=== Data supplied ===

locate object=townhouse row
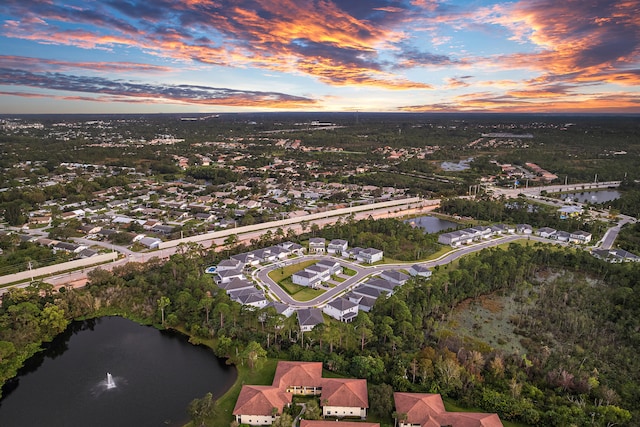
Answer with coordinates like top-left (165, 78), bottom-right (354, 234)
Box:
top-left (438, 223), bottom-right (593, 247)
top-left (233, 361), bottom-right (503, 427)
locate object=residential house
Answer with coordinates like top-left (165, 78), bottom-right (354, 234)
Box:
top-left (516, 224), bottom-right (533, 234)
top-left (219, 277), bottom-right (255, 294)
top-left (232, 290), bottom-right (268, 309)
top-left (29, 216), bottom-right (52, 226)
top-left (138, 237), bottom-right (162, 249)
top-left (194, 212), bottom-right (216, 222)
top-left (379, 270), bottom-right (410, 286)
top-left (327, 239), bottom-right (348, 255)
top-left (78, 224), bottom-right (102, 235)
top-left (592, 248), bottom-right (640, 263)
top-left (345, 293), bottom-right (377, 313)
top-left (265, 301), bottom-right (295, 318)
top-left (53, 242), bottom-right (86, 254)
top-left (393, 392), bottom-right (503, 427)
top-left (216, 258), bottom-right (244, 272)
top-left (369, 278), bottom-right (399, 293)
top-left (232, 385), bottom-right (292, 426)
top-left (231, 252), bottom-right (260, 267)
top-left (554, 230), bottom-right (571, 242)
top-left (323, 298), bottom-right (359, 322)
top-left (142, 220), bottom-right (161, 231)
top-left (279, 241), bottom-right (305, 255)
top-left (97, 228), bottom-right (118, 239)
top-left (271, 361), bottom-right (323, 395)
top-left (570, 230), bottom-right (592, 244)
top-left (215, 268), bottom-right (246, 284)
top-left (292, 270), bottom-right (322, 288)
top-left (297, 308), bottom-right (324, 332)
top-left (301, 422), bottom-right (378, 427)
top-left (346, 247), bottom-right (364, 260)
top-left (321, 378), bottom-right (368, 418)
top-left (408, 264), bottom-right (432, 279)
top-left (468, 225), bottom-right (493, 240)
top-left (536, 227), bottom-right (557, 239)
top-left (151, 224), bottom-right (175, 235)
top-left (438, 230), bottom-right (473, 247)
top-left (351, 283), bottom-right (389, 300)
top-left (490, 223), bottom-right (514, 234)
top-left (78, 248), bottom-right (98, 258)
top-left (316, 259), bottom-right (342, 275)
top-left (309, 237), bottom-right (326, 254)
top-left (356, 248), bottom-right (383, 264)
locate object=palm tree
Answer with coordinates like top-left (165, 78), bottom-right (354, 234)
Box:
top-left (157, 296), bottom-right (170, 326)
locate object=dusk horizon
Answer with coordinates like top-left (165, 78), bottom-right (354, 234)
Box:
top-left (1, 0), bottom-right (639, 115)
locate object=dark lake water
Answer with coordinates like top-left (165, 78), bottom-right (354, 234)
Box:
top-left (0, 316), bottom-right (236, 427)
top-left (407, 215), bottom-right (459, 233)
top-left (560, 190), bottom-right (621, 204)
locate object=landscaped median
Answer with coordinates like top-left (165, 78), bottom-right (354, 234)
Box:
top-left (267, 260), bottom-right (326, 302)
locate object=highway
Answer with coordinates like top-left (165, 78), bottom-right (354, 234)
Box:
top-left (0, 180), bottom-right (630, 295)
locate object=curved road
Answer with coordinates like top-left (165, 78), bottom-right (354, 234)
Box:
top-left (254, 234), bottom-right (556, 309)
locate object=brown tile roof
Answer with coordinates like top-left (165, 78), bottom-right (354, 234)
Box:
top-left (301, 421), bottom-right (379, 427)
top-left (394, 393), bottom-right (503, 427)
top-left (272, 361), bottom-right (323, 390)
top-left (232, 385), bottom-right (292, 416)
top-left (321, 378), bottom-right (368, 408)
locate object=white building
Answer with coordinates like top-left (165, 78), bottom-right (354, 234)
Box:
top-left (323, 298), bottom-right (358, 322)
top-left (356, 248), bottom-right (383, 264)
top-left (327, 239), bottom-right (348, 255)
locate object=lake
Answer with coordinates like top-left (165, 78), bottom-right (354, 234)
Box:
top-left (0, 316), bottom-right (236, 427)
top-left (560, 190), bottom-right (621, 204)
top-left (407, 215), bottom-right (459, 233)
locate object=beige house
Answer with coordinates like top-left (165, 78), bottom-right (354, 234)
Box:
top-left (321, 378), bottom-right (368, 418)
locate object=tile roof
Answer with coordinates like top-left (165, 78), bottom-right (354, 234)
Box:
top-left (301, 421), bottom-right (378, 427)
top-left (394, 392), bottom-right (503, 427)
top-left (232, 385), bottom-right (292, 416)
top-left (272, 361), bottom-right (323, 390)
top-left (321, 378), bottom-right (368, 408)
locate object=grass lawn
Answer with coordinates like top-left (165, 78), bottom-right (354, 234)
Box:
top-left (268, 259), bottom-right (318, 282)
top-left (207, 358), bottom-right (279, 427)
top-left (269, 265), bottom-right (326, 302)
top-left (423, 246), bottom-right (453, 261)
top-left (332, 275), bottom-right (345, 283)
top-left (293, 287), bottom-right (325, 301)
top-left (343, 267), bottom-right (357, 276)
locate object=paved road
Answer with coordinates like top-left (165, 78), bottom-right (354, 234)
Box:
top-left (254, 234), bottom-right (556, 309)
top-left (600, 215), bottom-right (636, 250)
top-left (491, 181), bottom-right (621, 199)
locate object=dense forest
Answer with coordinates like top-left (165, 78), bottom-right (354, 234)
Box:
top-left (1, 216), bottom-right (639, 426)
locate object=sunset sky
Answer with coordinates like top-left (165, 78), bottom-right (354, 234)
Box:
top-left (1, 0), bottom-right (639, 114)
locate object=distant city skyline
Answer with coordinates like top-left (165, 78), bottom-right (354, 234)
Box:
top-left (1, 0), bottom-right (638, 114)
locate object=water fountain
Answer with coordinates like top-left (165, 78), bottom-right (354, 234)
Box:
top-left (106, 372), bottom-right (116, 389)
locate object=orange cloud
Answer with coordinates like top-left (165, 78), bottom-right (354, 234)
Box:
top-left (0, 55), bottom-right (172, 73)
top-left (2, 0), bottom-right (431, 90)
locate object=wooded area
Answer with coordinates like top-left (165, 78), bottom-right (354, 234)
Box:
top-left (1, 216), bottom-right (638, 425)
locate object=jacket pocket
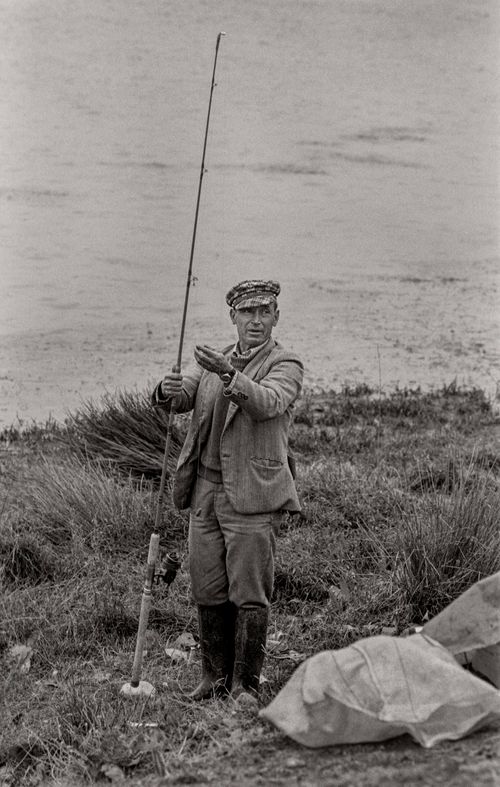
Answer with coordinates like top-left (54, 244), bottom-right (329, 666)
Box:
top-left (249, 457), bottom-right (284, 486)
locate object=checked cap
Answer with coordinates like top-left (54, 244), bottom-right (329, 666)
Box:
top-left (226, 279), bottom-right (280, 310)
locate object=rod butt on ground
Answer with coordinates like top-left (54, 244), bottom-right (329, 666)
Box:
top-left (120, 680), bottom-right (156, 699)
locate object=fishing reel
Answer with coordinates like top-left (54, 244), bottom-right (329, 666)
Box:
top-left (154, 551), bottom-right (182, 587)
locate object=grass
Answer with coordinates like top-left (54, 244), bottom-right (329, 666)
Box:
top-left (0, 383), bottom-right (499, 785)
top-left (395, 456), bottom-right (500, 619)
top-left (63, 389), bottom-right (186, 478)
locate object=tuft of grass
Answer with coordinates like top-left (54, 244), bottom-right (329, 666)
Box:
top-left (20, 455), bottom-right (185, 559)
top-left (0, 528), bottom-right (56, 587)
top-left (25, 457), bottom-right (150, 553)
top-left (63, 389), bottom-right (185, 478)
top-left (396, 458), bottom-right (500, 620)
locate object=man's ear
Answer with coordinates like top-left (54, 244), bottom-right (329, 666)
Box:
top-left (273, 308), bottom-right (280, 327)
top-left (230, 308), bottom-right (237, 324)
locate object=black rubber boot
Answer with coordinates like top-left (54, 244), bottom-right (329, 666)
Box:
top-left (188, 603), bottom-right (235, 701)
top-left (231, 607), bottom-right (269, 699)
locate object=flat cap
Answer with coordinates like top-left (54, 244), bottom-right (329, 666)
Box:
top-left (226, 279), bottom-right (280, 310)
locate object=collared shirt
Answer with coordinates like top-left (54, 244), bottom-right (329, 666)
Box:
top-left (231, 338), bottom-right (271, 362)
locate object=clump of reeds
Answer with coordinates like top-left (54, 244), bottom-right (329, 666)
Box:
top-left (0, 526), bottom-right (56, 587)
top-left (22, 455), bottom-right (158, 556)
top-left (63, 389), bottom-right (185, 478)
top-left (396, 456), bottom-right (500, 620)
top-left (1, 455), bottom-right (188, 590)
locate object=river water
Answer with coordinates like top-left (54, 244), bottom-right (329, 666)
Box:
top-left (1, 0), bottom-right (499, 425)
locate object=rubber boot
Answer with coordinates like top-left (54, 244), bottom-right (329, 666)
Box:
top-left (231, 606), bottom-right (269, 699)
top-left (188, 603), bottom-right (235, 701)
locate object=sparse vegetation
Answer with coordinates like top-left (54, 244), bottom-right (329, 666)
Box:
top-left (1, 384), bottom-right (499, 785)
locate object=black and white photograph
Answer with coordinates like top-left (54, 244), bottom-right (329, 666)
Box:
top-left (1, 1), bottom-right (499, 785)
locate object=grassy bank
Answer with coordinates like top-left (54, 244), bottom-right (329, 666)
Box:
top-left (1, 384), bottom-right (499, 786)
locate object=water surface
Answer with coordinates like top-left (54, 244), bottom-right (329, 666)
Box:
top-left (1, 0), bottom-right (499, 424)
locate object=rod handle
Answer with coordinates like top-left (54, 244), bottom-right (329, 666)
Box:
top-left (130, 533), bottom-right (160, 687)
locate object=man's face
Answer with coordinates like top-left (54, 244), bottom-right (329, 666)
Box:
top-left (230, 303), bottom-right (279, 351)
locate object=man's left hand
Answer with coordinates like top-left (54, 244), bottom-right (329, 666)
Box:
top-left (194, 345), bottom-right (232, 375)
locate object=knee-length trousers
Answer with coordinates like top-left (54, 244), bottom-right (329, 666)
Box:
top-left (188, 475), bottom-right (281, 608)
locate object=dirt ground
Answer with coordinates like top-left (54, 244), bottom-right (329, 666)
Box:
top-left (149, 719), bottom-right (500, 787)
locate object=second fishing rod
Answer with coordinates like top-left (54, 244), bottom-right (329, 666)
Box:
top-left (121, 31), bottom-right (226, 698)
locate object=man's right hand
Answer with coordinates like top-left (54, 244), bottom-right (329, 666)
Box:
top-left (160, 372), bottom-right (183, 398)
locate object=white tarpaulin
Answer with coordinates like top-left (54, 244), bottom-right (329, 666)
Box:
top-left (260, 632), bottom-right (500, 748)
top-left (421, 571), bottom-right (500, 688)
top-left (422, 571), bottom-right (500, 654)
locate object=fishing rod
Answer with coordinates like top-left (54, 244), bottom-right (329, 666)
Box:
top-left (121, 32), bottom-right (226, 699)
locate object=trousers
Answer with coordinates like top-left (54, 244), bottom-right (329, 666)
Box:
top-left (188, 475), bottom-right (281, 608)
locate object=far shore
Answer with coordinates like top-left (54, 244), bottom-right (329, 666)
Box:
top-left (2, 270), bottom-right (499, 428)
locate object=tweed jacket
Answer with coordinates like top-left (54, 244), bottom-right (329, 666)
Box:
top-left (154, 340), bottom-right (304, 514)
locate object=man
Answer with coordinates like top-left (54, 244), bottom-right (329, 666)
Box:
top-left (153, 279), bottom-right (303, 700)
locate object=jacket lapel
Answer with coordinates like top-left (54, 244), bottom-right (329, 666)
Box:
top-left (195, 370), bottom-right (219, 445)
top-left (223, 340), bottom-right (277, 430)
top-left (243, 339), bottom-right (276, 381)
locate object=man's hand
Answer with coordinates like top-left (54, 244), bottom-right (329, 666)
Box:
top-left (160, 372), bottom-right (183, 398)
top-left (194, 345), bottom-right (232, 375)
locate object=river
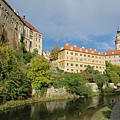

===

What the exercise asks
Going through the entries above, show each line that contains "rubber".

Answer to this task
locate object=black rubber boot
locate object=rubber boot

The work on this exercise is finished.